Task to carry out: Reproduce the material below word for word, keeping every line in its original order and form.

Listed records:
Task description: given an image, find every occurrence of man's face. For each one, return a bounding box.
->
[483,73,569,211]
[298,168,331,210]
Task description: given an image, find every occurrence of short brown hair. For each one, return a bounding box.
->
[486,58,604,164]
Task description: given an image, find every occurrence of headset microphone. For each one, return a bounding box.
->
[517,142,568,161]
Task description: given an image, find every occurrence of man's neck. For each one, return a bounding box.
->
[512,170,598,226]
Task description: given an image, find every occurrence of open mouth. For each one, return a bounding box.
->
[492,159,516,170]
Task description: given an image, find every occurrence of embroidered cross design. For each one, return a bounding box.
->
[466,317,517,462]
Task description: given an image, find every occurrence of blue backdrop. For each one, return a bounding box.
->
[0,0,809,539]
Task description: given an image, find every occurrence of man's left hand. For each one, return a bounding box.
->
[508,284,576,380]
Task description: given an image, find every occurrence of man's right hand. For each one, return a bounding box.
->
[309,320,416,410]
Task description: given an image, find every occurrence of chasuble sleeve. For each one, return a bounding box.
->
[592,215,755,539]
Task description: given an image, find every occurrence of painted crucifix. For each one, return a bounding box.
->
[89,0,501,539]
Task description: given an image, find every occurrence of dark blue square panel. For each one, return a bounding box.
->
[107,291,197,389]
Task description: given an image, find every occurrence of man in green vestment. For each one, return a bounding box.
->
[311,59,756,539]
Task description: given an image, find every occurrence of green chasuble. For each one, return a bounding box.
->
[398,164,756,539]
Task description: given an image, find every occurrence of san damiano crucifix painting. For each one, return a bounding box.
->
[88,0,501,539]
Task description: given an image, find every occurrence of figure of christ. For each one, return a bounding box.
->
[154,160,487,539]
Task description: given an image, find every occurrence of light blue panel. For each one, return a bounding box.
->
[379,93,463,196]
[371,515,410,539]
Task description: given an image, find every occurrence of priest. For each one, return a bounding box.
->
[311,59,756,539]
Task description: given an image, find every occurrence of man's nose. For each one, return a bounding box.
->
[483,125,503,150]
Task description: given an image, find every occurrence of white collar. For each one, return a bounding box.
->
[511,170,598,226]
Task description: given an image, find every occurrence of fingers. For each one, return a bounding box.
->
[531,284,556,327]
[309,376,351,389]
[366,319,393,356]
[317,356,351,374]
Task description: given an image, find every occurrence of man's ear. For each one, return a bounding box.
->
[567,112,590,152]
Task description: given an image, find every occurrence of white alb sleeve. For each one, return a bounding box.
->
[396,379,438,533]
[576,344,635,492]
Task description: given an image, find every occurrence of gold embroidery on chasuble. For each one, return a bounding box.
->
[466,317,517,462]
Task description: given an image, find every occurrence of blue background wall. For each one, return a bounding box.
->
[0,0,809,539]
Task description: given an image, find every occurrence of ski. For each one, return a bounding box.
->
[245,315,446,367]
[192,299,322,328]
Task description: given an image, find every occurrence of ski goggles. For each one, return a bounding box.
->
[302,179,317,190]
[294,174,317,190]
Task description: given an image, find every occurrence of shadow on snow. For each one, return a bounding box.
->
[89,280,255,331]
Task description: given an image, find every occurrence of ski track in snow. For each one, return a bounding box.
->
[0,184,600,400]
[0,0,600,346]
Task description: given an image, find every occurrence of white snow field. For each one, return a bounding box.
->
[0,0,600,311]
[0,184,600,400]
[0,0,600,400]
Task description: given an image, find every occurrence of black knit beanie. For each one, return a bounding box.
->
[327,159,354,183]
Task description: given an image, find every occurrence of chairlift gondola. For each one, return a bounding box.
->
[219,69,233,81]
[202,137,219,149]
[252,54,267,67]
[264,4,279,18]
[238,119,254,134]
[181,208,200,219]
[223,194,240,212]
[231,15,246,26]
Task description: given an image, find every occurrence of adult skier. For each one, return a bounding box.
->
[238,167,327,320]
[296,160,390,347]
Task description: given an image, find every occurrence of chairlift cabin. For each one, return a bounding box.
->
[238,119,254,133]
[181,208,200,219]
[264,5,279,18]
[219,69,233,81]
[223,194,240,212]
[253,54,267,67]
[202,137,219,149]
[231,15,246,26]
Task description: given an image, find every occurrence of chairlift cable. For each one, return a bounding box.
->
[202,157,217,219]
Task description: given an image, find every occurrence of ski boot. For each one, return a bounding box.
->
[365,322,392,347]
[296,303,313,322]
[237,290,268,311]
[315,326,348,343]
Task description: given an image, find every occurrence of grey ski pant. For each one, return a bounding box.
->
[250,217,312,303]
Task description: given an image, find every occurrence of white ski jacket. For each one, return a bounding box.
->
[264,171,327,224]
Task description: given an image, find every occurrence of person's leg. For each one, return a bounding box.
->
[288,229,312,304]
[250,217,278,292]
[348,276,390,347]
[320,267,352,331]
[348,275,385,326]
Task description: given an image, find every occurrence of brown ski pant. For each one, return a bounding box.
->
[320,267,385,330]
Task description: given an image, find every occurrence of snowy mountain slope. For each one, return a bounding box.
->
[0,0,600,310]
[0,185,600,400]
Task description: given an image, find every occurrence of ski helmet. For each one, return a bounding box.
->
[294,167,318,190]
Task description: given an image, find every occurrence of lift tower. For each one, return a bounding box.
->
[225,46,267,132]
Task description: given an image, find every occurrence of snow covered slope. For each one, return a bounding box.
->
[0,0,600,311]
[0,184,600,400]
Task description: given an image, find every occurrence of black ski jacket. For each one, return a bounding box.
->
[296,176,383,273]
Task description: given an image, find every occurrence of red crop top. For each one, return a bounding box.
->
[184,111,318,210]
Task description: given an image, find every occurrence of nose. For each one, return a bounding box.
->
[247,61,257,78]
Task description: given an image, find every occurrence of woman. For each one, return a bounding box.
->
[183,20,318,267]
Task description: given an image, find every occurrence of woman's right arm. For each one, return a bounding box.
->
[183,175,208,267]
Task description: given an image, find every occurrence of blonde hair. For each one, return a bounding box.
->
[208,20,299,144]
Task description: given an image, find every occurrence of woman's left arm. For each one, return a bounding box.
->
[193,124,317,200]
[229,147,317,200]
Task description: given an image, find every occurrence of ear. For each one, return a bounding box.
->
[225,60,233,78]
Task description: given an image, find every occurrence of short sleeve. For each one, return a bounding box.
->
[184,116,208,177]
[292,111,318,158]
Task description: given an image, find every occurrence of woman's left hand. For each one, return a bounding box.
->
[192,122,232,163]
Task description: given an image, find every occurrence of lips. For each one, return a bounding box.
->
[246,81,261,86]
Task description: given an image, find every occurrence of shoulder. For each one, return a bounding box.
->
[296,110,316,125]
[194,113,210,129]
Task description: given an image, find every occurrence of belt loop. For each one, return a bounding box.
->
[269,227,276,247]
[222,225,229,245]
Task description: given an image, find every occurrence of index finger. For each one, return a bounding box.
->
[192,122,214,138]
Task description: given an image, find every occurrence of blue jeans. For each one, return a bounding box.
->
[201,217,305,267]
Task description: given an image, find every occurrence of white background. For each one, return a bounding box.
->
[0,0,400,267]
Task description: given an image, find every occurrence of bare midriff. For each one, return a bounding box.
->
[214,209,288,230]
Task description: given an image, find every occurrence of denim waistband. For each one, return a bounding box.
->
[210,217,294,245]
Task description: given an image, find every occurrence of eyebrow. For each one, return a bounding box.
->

Answer to the exercise:
Task description: given an image, find every occurrence of man's face. For each one, return a bounding box.
->
[483,73,569,211]
[298,168,331,210]
Task description: given an image, find every occurrence of short brown hair. For each one, return a bounding box.
->
[486,58,604,164]
Task description: given an image, find every occurrence of headset microphone. For each one, return a bounding box.
->
[517,142,568,161]
Task description: given an image, find every occurrence of man's neck. For each one, return a bounding box.
->
[512,170,598,226]
Task description: given an image, find every occurrence of open mouth. For each one, return a bounding box.
->
[492,159,516,170]
Task description: given an image, find every occurrence of embroidered cross design. For each one, return a bounding box.
->
[466,317,517,462]
Task description: given an image, find every occurrence of blue backdrop. For each one, return a bounding box.
->
[0,0,809,539]
Task description: given an image, find every occurrence of man's left hand. For each one, return a bounding box.
->
[508,284,576,380]
Task description: given an image, find every occurrence of man's right hand. For each one, return a bounding box.
->
[309,320,416,410]
Task description: given an image, find every occurrence of chasuble sleeve. For each one, return a bounding box.
->
[592,215,755,539]
Task description: given an image, find every occurrence of painted crucifix. For each one, return a bounding box.
->
[89,0,501,539]
Task description: given an image, find every occurrence of dark blue square panel. For each one, return a bounding box.
->
[107,291,197,389]
Task description: given an image, find every occurrence of man in green vestment. For each one, return a bounding box.
->
[311,59,756,539]
Task description: given an image, find every occurrence of green chasuble. For each one, return a bounding box.
->
[398,164,756,539]
Task description: given an image, find every occurrence of san damiano crucifix painting. For each one, return a bounding box.
->
[88,0,501,539]
Task description: given an image, find every occurrence of figure of christ. For each one, return a bounding box.
->
[154,160,487,539]
Task description: given an image, find every occurrence of light blue panel. For each one, return a bounding box.
->
[379,93,463,196]
[371,515,410,539]
Task description: given an image, find every occurrence of priest. For each one, return a bounding box.
->
[311,59,756,539]
Task description: given an image, find every occurrence of man's nose. For each one, return a bounding box.
->
[483,125,503,150]
Task description: given an image, find every occurrence of white collar. For each one, return a bounding box.
->
[511,170,598,226]
Task description: given an image, find every occurrence of fingers. For each one, return a bounding box.
->
[531,284,556,327]
[309,376,351,389]
[366,319,393,356]
[317,356,351,374]
Task description: given an image, find every occurrence of man's ear. For each one, return a bounding box.
->
[567,112,590,152]
Task description: given an image, find every occurrence of white alb sleeve. For each one, return a bounding box.
->
[396,379,438,533]
[576,344,635,492]
Task description: given an image, find every occurrence of gold embroidery on chasuble. For each one, return a bounding box.
->
[466,317,517,462]
Task description: given an image, find every occurrence of blue background wall. For each one, return a bounding box.
->
[0,0,809,539]
Task description: given an image, find every occurrence of ski. For each one, return a bounding box.
->
[245,315,446,367]
[192,299,322,328]
Task description: given an image, find every occurrence of ski goggles. For each one, return a bounding box.
->
[302,179,317,190]
[294,174,317,190]
Task description: given an image, find every occurrence of shadow on snow. For each one, return a bounding box.
->
[89,280,255,331]
Task description: given an image, find every occurrence of ski track in snow. For each one, return a bounding box.
->
[0,184,600,400]
[0,0,600,346]
Task description: given an image, find every occurrence of white snow field. For each one, return a bounding box.
->
[0,0,600,311]
[0,184,600,400]
[0,0,600,400]
Task description: given an image, find every occurrence of black knit beanie. For each one, return a bounding box.
->
[327,159,354,183]
Task description: given an image, find every occurrence of chairlift gondola. For each one, return a bounding box.
->
[219,69,233,81]
[202,137,219,149]
[252,54,267,67]
[264,4,279,18]
[238,119,254,134]
[181,208,200,219]
[223,194,240,212]
[231,15,246,26]
Task description: given an image, find every occurrence of adult skier. For each one, return a bounding box.
->
[238,167,327,320]
[296,160,390,347]
Task description: given an image, find every occurrence of chairlift cabin. For each one, return a bounding box.
->
[238,119,254,133]
[181,208,200,219]
[264,5,279,18]
[219,69,233,81]
[223,194,240,212]
[253,54,267,67]
[202,137,219,149]
[231,15,246,26]
Task description: given an image, find every occurrence of chairlift cable. For each one, return a bounding box.
->
[202,157,217,219]
Task description: given an image, find every occurrence of ski boot. For each one, return a bounding box.
->
[365,322,392,347]
[296,303,313,322]
[237,290,268,311]
[315,326,348,343]
Task description: given an image, find every occurrence of grey ski pant. For each one, return a bounding box.
->
[250,217,312,303]
Task description: given an image, find every occurrence of white ski jacket. For each one, return a bounding box.
->
[264,171,327,224]
Task description: given an image, find every occurrence of person's leg. For each one, return a bounding box.
->
[288,229,312,304]
[250,217,278,292]
[348,276,390,347]
[320,267,352,331]
[348,275,385,326]
Task description: given an image, find every occurrence of brown ski pant. For each one, return a bounding box.
->
[320,267,385,330]
Task description: given an image, find every occurrence of snowy mountain slope. For each one, return a bounding box.
->
[0,0,600,310]
[0,185,600,400]
Task description: given an image, find every occurrence of ski helmet. For each one, return a bounding box.
->
[294,167,318,190]
Task description: given an image, find every occurrence of lift tower. For each one, return a bounding box.
->
[225,46,267,132]
Task description: given an image, find every occurrence of snow covered slope. For each one, return a bounding box.
->
[0,0,600,311]
[0,184,600,400]
Task description: given an image, find every occurrence of black ski jacket. For each one, return a bounding box.
->
[296,176,383,273]
Task description: given an image, find every occurrence of red crop top. For each one, return a bounding box.
->
[184,111,318,210]
Task description: given an image, find every occurrence of nose. For each one, return a bounding box.
->
[247,61,257,78]
Task description: given an image, find every occurrence of woman. For each one, return a bounding box.
->
[183,20,318,267]
Task description: given an image, find every occurrence of woman's right arm. For each one, return a bounding box.
->
[183,175,208,267]
Task description: given an image, find every occurrence of blonde hair. For each one, return a bounding box.
->
[208,20,299,144]
Task description: given an image, find every occurrence of woman's left arm. For each one, return a bounding box.
->
[193,124,317,200]
[229,147,317,200]
Task description: given an image, find every occurrence of ear. For each one, return a bounding box.
->
[225,60,233,78]
Task description: given an image, find every occurrence of short sleeve. For each one, return a bounding box.
->
[184,116,208,177]
[292,111,318,158]
Task description: given an image, find every occurrence of woman's left hand. For each one, return a bounding box.
->
[192,122,232,163]
Task description: given an image, find every occurrence of lips. For each one, return a bounding box.
->
[246,81,261,86]
Task description: given an image, find every occurrence of shoulder. For each one, return a bounding box.
->
[296,110,316,125]
[194,113,210,129]
Task description: given an image, find every occurrence of belt loop. For each one, return a bounding box.
->
[269,227,276,247]
[222,225,229,245]
Task description: given an image, find every occurrence of index finger. For each one, return a bounding box.
->
[192,122,214,138]
Task description: given an image, find every occurrence of blue jeans. For each one, return a bounding box.
->
[201,217,305,267]
Task description: given an image, find every occurrence of white background. For each one, return a bounding box.
->
[0,0,400,267]
Task description: given an image, find every occurrence of bare midriff. For each one, return a bounding box.
->
[214,209,288,230]
Task description: given an image, find every occurrence of denim waistband. For each one, return a bounding box.
->
[210,217,294,245]
Task description: given an image, find every occurrence of eyebrow. For each one, return a bounding box.
->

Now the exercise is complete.